Saved entries:
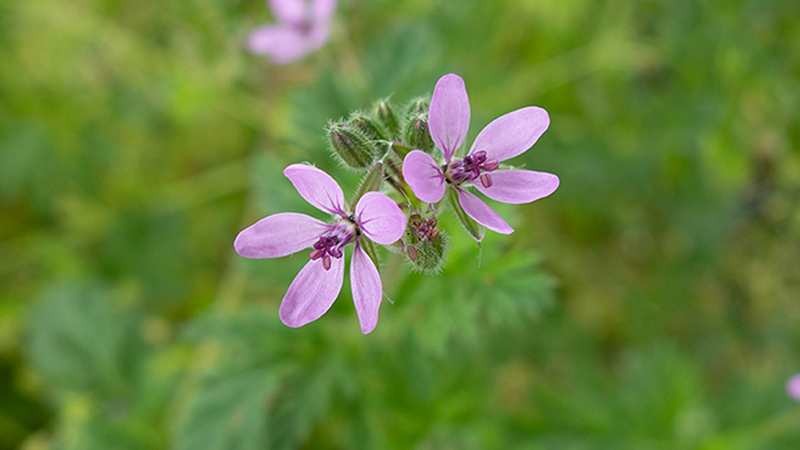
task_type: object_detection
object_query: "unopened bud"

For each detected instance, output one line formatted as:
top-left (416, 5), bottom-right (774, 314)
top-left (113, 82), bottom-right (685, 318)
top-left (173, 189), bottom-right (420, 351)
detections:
top-left (328, 122), bottom-right (376, 169)
top-left (406, 97), bottom-right (430, 117)
top-left (403, 113), bottom-right (434, 153)
top-left (375, 100), bottom-right (400, 137)
top-left (350, 111), bottom-right (389, 140)
top-left (404, 213), bottom-right (449, 274)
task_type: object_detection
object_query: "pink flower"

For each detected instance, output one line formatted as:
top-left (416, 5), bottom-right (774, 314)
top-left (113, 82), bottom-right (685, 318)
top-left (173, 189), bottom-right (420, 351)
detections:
top-left (786, 373), bottom-right (800, 401)
top-left (403, 73), bottom-right (559, 234)
top-left (247, 0), bottom-right (336, 64)
top-left (233, 164), bottom-right (406, 334)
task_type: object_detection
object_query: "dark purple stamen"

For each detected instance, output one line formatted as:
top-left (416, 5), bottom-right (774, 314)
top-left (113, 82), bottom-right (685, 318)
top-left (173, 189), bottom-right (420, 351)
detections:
top-left (409, 216), bottom-right (439, 243)
top-left (447, 151), bottom-right (500, 187)
top-left (309, 225), bottom-right (353, 270)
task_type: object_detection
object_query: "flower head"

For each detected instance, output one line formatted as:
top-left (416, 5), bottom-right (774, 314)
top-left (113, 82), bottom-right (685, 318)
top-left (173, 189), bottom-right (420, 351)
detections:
top-left (786, 373), bottom-right (800, 401)
top-left (403, 74), bottom-right (559, 234)
top-left (233, 164), bottom-right (406, 334)
top-left (247, 0), bottom-right (337, 64)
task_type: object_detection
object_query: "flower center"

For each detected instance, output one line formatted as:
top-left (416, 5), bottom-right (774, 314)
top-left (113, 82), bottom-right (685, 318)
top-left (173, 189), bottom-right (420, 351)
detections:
top-left (309, 220), bottom-right (357, 270)
top-left (442, 151), bottom-right (500, 188)
top-left (411, 216), bottom-right (439, 242)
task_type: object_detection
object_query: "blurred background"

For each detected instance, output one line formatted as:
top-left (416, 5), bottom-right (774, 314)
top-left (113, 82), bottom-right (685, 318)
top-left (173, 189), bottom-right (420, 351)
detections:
top-left (0, 0), bottom-right (800, 450)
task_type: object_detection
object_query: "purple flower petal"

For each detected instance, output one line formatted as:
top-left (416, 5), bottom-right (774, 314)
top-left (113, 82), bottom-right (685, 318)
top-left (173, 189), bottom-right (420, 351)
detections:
top-left (269, 0), bottom-right (308, 25)
top-left (472, 170), bottom-right (559, 204)
top-left (247, 25), bottom-right (312, 64)
top-left (350, 244), bottom-right (383, 334)
top-left (355, 191), bottom-right (406, 245)
top-left (786, 374), bottom-right (800, 401)
top-left (233, 213), bottom-right (328, 258)
top-left (311, 0), bottom-right (337, 24)
top-left (278, 258), bottom-right (344, 328)
top-left (403, 150), bottom-right (445, 203)
top-left (283, 164), bottom-right (345, 217)
top-left (458, 189), bottom-right (514, 234)
top-left (428, 73), bottom-right (469, 162)
top-left (469, 106), bottom-right (550, 161)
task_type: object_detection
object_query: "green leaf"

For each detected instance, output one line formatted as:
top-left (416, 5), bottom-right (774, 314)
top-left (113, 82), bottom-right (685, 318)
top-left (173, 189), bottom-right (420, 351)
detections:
top-left (28, 284), bottom-right (144, 396)
top-left (392, 142), bottom-right (414, 160)
top-left (175, 367), bottom-right (279, 450)
top-left (447, 189), bottom-right (484, 243)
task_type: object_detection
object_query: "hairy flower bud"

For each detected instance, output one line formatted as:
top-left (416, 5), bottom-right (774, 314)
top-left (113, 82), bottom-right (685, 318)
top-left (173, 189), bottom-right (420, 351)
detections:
top-left (406, 97), bottom-right (431, 117)
top-left (327, 122), bottom-right (377, 169)
top-left (349, 111), bottom-right (389, 140)
top-left (403, 113), bottom-right (434, 153)
top-left (404, 213), bottom-right (450, 274)
top-left (375, 100), bottom-right (400, 138)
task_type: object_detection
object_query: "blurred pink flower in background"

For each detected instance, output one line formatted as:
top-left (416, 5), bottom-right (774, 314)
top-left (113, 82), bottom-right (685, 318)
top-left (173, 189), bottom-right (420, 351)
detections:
top-left (786, 373), bottom-right (800, 401)
top-left (247, 0), bottom-right (337, 64)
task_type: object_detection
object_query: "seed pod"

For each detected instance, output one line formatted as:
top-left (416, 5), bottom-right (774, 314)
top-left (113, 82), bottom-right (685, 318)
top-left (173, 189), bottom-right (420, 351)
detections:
top-left (403, 113), bottom-right (434, 153)
top-left (375, 100), bottom-right (400, 140)
top-left (406, 97), bottom-right (431, 117)
top-left (403, 213), bottom-right (450, 274)
top-left (327, 122), bottom-right (376, 169)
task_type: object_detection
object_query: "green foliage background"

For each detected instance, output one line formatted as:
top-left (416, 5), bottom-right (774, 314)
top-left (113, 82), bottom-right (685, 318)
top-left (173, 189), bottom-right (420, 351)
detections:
top-left (0, 0), bottom-right (800, 450)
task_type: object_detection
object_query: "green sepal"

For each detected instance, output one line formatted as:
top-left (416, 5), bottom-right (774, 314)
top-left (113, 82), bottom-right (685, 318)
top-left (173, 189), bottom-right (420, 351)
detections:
top-left (374, 99), bottom-right (400, 137)
top-left (350, 162), bottom-right (383, 209)
top-left (403, 113), bottom-right (434, 153)
top-left (348, 111), bottom-right (389, 141)
top-left (404, 213), bottom-right (450, 275)
top-left (326, 121), bottom-right (377, 169)
top-left (447, 189), bottom-right (484, 242)
top-left (392, 142), bottom-right (414, 161)
top-left (406, 97), bottom-right (431, 117)
top-left (359, 235), bottom-right (381, 272)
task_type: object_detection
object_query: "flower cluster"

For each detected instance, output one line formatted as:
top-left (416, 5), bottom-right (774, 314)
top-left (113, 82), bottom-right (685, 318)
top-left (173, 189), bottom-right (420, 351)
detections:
top-left (234, 74), bottom-right (559, 334)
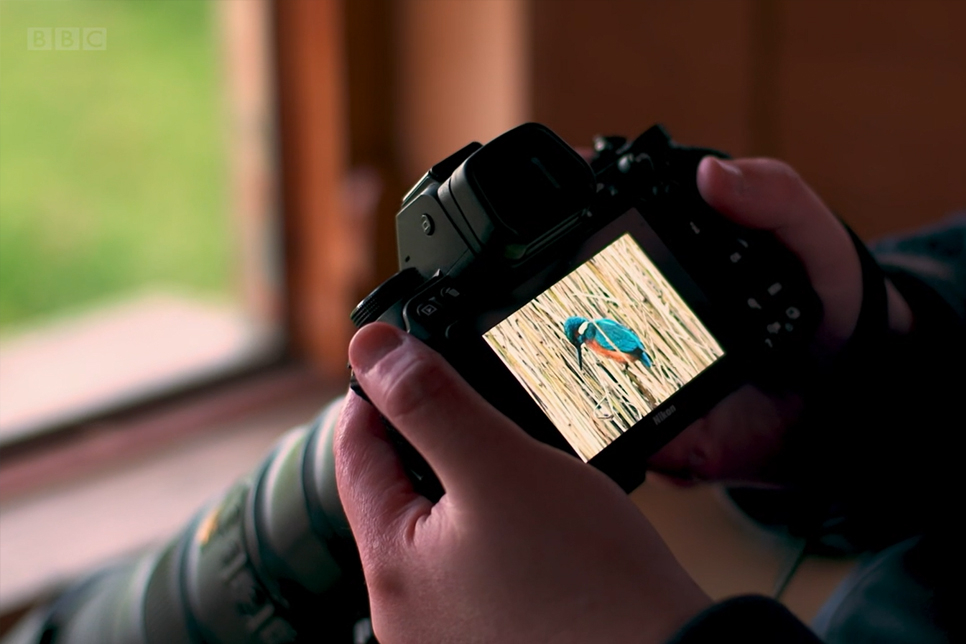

▶ Challenge
Rewrite every line of the entries from the top through the line containing "top-left (309, 225), bottom-right (353, 270)", including that line. Increase each coordinate in the detection boxes by 48, keep all other lines unchanged (the format sample boxes too), and leave out the pictures.

▶ Finished answer
task_type: object_detection
object_query: "unopened bud"

For each detected instance, output one line formatted as:
top-left (416, 5), bottom-right (774, 314)
top-left (113, 82), bottom-right (685, 318)
top-left (173, 189), bottom-right (420, 351)
detections:
top-left (376, 170), bottom-right (424, 217)
top-left (454, 145), bottom-right (478, 165)
top-left (451, 161), bottom-right (482, 201)
top-left (423, 148), bottom-right (448, 185)
top-left (398, 159), bottom-right (437, 188)
top-left (452, 261), bottom-right (497, 322)
task_type: object_detection
object_query: "pink flower"

For each detected instance, output one line formatted as:
top-left (416, 5), bottom-right (774, 314)
top-left (113, 82), bottom-right (685, 318)
top-left (173, 189), bottom-right (420, 351)
detections:
top-left (834, 421), bottom-right (848, 449)
top-left (451, 121), bottom-right (607, 282)
top-left (295, 48), bottom-right (384, 112)
top-left (281, 212), bottom-right (454, 382)
task_type: object_detection
object_query: "dark purple stamen"

For each detected instance, output one line formatted as:
top-left (416, 5), bottom-right (774, 314)
top-left (113, 82), bottom-right (685, 318)
top-left (173, 189), bottom-right (420, 351)
detections:
top-left (457, 264), bottom-right (487, 291)
top-left (495, 199), bottom-right (548, 235)
top-left (357, 273), bottom-right (401, 318)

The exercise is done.